* Start DATA SECTION *

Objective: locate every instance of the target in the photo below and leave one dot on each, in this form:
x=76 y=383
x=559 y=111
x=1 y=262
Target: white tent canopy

* End DATA SECTION *

DO THIS:
Write out the data above line for line, with no changes.

ANSWER FOR THE TASK:
Objective: locate every instance of the target in the photo below and leave one dot on each, in this form:
x=76 y=383
x=559 y=111
x=1 y=262
Target: white tent canopy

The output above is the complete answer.